-- Page start --

Aerosols - microscopic particles originating from both natural sources (e.g., volcanoes) and human activities (e.g., coal burning).

Albedo - the reflectivity of Earth.

Alternative energy - energy derived from nontraditional sources (e.g., compressed natural gas, solar, hydroelectric, wind).

Biofuel - gas or liquid fuel made from plant material (biomass). Includes wood, wood waste, wood liquors, peat, railroad ties, wood sludge, spent sulfite liquors, agricultural waste, straw, tires, fish oils, tall oil, sludge waste, waste alcohol, municipal solid waste, landfill gases, other waste, and ethanol blended into motor gasoline.

Biomass - technically, the total dry organic matter or stored energy content of living organisms in a given area. Biomass refers to forms of living matter (e.g., grasses, trees) or their derivatives (e.g., ethanol, timber, charcoal) that can be used as fuels.

Biomass energy - energy produced by combusting biomass materials such as wood. The carbon dioxide emitted from burning biomass will not increase total atmospheric carbon dioxide if this consumption is done on a sustainable basis (i.e., if in a given period of time, regrowth of biomass takes up as much carbon dioxide as is released from biomass combustion). Biomass energy is often suggested as a replacement for fossil fuel combustion.

Carbon cycle - general term used in reference to the sum of all reservoirs and flows of carbon on Earth. The flows tend to be cyclic in nature; for example, carbon removed from the atmosphere (one reservoir) and converted into plant tissue (another reservoir) is returned back into the atmosphere when the plant is burned.

Carbon reservoir or sink - within the carbon cycle, the physical site at which carbon is stored (e.g., atmosphere, oceans, Earth’s vegetation and soils, and fossil fuel deposits).

Carbon sequestration - The uptake and storage of carbon. Trees and plants, for example, absorb carbon dioxide, release the oxygen and store the carbon. Fossil fuels were at one time biomass and continue to store the carbon until burned. See also Carbon sinks.

Chlorocarbon - a compound containing chlorine and carbon; examples include carbon tetrachloride and methyl chloroform, both of which are ozone depleters.

Chlorofluorocarbons (CFCs) - compounds containing chlorine, flourine, and carbon; they generally are used as propellants, refrigerants, blowing agents (for producing foam), and solvents. They are identified with numbered suffixes (e.g., CFC-11, CFC-12) which identify the ratio of these elements in each compound. They are known to deplete stratospheric ozone and also are greenhouse gases in that they effectively absorb outgoing infrared radiation in the atmosphere.

Climate - the average weather together with its variability of representations of the weather conditions for a specified area during a specified time interval (usually decades).

Cogeneration - the simultaneous generation of both electric power and heat; the heat, instead of being discharged without further use, is used in some fashion (e.g., in district heating systems).

Deforestation - converting forest land to other vegetation or uses (e.g., cropland, pasture, dams).

-- Page end --
-- Recorded information start --

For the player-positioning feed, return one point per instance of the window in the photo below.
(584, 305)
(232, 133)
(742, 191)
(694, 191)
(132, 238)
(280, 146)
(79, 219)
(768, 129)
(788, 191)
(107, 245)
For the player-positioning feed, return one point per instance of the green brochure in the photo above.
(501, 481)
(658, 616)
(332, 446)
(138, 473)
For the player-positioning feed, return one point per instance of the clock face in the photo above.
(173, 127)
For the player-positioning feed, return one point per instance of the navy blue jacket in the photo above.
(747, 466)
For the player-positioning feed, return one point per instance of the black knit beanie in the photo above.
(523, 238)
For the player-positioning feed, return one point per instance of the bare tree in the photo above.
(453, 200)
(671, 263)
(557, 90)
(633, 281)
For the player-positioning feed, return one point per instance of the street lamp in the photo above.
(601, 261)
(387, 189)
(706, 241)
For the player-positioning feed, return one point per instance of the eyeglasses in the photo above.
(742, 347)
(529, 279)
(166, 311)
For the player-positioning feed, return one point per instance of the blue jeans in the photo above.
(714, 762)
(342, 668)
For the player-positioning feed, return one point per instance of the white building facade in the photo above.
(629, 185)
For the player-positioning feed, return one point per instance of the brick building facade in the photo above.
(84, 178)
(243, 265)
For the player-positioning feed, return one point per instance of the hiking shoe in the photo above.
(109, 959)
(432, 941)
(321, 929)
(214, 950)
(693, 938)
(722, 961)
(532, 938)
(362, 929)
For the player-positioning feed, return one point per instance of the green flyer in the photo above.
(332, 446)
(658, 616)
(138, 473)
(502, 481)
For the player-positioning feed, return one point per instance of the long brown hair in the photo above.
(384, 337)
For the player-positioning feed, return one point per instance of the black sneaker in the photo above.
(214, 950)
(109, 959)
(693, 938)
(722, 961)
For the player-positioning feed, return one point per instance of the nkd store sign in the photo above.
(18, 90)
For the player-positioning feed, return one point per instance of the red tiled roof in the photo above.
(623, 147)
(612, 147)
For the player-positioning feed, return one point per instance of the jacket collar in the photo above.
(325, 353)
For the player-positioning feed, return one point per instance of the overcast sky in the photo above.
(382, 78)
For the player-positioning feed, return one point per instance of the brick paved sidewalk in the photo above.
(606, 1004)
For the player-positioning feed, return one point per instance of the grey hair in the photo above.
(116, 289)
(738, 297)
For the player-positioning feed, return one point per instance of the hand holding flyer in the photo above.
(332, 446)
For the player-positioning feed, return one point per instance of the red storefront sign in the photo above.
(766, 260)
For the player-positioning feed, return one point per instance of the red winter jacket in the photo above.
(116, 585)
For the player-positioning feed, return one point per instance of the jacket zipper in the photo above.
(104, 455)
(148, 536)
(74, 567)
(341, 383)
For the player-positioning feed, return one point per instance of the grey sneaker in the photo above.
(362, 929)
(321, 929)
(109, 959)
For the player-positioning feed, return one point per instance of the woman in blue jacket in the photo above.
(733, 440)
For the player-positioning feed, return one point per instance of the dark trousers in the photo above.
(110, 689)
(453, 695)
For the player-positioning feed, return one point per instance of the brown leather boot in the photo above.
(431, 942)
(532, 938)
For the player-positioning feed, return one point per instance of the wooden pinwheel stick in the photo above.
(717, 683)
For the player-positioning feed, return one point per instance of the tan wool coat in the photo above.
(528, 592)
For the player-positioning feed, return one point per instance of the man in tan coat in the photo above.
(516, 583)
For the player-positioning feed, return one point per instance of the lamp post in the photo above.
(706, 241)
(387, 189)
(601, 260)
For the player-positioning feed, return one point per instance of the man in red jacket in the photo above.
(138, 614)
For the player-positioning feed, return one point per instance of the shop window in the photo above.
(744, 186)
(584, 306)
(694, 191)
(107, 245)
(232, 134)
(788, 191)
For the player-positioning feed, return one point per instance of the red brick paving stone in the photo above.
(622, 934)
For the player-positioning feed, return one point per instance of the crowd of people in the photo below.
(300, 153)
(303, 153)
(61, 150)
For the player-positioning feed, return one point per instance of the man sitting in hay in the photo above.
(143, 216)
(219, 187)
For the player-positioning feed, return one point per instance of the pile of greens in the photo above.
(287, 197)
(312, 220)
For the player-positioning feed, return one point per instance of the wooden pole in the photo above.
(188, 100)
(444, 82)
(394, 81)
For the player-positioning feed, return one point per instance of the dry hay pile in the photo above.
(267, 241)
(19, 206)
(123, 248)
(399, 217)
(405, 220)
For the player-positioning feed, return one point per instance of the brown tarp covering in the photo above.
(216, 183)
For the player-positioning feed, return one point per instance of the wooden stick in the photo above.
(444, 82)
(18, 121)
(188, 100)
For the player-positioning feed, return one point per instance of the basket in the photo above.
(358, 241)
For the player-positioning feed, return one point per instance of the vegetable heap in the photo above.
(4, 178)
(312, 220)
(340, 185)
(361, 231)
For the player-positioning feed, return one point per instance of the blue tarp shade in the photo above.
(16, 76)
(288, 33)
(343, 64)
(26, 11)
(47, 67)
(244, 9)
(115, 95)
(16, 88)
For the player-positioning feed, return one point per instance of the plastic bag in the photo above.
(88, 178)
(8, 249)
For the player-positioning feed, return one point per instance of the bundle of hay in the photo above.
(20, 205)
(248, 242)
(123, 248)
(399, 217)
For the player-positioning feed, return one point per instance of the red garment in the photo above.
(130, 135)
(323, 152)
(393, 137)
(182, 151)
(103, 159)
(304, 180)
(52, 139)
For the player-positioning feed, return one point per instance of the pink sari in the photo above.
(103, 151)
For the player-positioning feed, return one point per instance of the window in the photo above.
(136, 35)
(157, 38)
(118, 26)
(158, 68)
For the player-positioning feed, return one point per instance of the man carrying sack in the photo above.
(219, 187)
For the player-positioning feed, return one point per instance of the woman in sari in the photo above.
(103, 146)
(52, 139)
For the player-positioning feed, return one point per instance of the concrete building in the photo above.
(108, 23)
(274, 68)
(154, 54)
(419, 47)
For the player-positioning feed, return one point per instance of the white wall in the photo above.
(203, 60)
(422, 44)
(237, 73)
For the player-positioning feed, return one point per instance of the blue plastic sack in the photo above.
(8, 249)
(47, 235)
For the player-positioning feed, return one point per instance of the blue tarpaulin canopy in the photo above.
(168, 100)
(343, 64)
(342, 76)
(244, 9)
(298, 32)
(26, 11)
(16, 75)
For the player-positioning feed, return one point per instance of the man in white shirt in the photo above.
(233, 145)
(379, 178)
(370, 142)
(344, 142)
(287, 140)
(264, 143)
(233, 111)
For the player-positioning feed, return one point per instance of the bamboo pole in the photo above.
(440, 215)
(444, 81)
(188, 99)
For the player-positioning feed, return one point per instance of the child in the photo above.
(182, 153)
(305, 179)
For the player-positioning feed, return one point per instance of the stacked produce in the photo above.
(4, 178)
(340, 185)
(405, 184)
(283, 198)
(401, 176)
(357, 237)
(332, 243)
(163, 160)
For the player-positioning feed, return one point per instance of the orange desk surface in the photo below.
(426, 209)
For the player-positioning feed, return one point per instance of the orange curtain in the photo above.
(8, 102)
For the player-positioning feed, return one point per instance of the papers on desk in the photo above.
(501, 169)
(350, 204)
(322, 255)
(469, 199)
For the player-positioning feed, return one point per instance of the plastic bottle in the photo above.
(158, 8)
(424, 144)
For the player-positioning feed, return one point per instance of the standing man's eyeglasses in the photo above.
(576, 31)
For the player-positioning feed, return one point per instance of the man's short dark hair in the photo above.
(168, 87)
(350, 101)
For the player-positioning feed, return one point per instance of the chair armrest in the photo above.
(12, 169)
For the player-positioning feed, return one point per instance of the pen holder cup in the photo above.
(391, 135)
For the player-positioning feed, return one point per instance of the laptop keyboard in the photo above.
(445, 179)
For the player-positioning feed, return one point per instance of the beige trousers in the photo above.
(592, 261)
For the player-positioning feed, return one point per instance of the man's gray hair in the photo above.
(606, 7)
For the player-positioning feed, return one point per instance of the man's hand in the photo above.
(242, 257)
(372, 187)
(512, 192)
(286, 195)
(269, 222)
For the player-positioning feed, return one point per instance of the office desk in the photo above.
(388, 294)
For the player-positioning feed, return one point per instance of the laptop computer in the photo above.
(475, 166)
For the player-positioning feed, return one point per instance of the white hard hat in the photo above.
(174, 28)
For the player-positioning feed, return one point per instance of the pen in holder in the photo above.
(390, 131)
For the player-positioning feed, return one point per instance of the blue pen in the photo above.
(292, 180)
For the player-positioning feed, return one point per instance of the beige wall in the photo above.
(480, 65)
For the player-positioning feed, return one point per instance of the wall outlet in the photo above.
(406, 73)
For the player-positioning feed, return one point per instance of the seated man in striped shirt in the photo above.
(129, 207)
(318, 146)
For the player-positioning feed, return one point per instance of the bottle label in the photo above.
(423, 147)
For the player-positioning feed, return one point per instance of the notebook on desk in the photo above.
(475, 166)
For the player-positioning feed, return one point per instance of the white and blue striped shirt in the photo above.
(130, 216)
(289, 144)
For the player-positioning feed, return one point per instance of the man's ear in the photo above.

-- Recorded information end --

_Task brief_
Proceed with the climate glossary, adding further entries in the same format after the definition of deforestation.

_Task response_
Denitrification - microorganisms taking nitrogen out of its fixed form in the soil and putting it back into the atmosphere. Besides yielding molecular nitrogen (N2), denitrification produces nitrous oxide.

Emissions - flows of gases, liquid droplets or solid particles into the atmosphere. Gross emissions from a specific source are the total quantity released. Net emissions are gross emissions minus flows back to the original source. Plants, for example, take carbon from the atmosphere and store it as biomass during photosynthesis, and they release it during respiration, when they decompose, or when they are burned.

 

Fluorocarbon - a compound containing fluorine and carbon; among these are chlorinated flourocarbons (CFCs) and brominated fluorocarbons (halons).

Emission inventory - a list of air pollutants emitted into a community’s, a state’s, a nation’s, or Earth’s atmosphere in amounts per some unit time (e.g., day or year) by type of source. An emission inventory has both political and scientific applications.

Forest - terrestrial ecosystem (biome) with enough average annual precipitation (at least 76 centimeters or 30 inches) to support growth of various species of trees and smaller forms of vegetation.

Fossil fuel - coal, petroleum, or natural gas or any fuel derived from them.

Global warming - the apparent recent trend of increasing world-surface and tropospheric temperatures, thought to be caused by pollutants, and their “entrapment” of heat. This phenomenon is popularly known as “the greenhouse effect.”

Greenhouse effect - the effect produced as certain atmospheric gases allow incoming solar radiation to pass through to Earth’s surface, but prevent the outgoing (infrared) radiation, which is re-radiated from Earth, from escaping into outer space. The effect is responsible for warming the planet.

Greenhouse gas - any gas that absorbs infrared radiation in the atmosphere.

Hydrocarbon - a large class of organic chemicals made up of carbon atoms linked to hydrogen and, sometimes, oxygen. Hydrocarbons are used for fuel and other economically important materials. Hydrocarbons can be altered by the addition of other chemicals, such as halogens.

Ozone - a molecule consisting of three bound atoms of oxygen. Its chemical nomenclature is O3 . Most oxygen in the atmosphere, O2 , consists of only two oxygen atoms.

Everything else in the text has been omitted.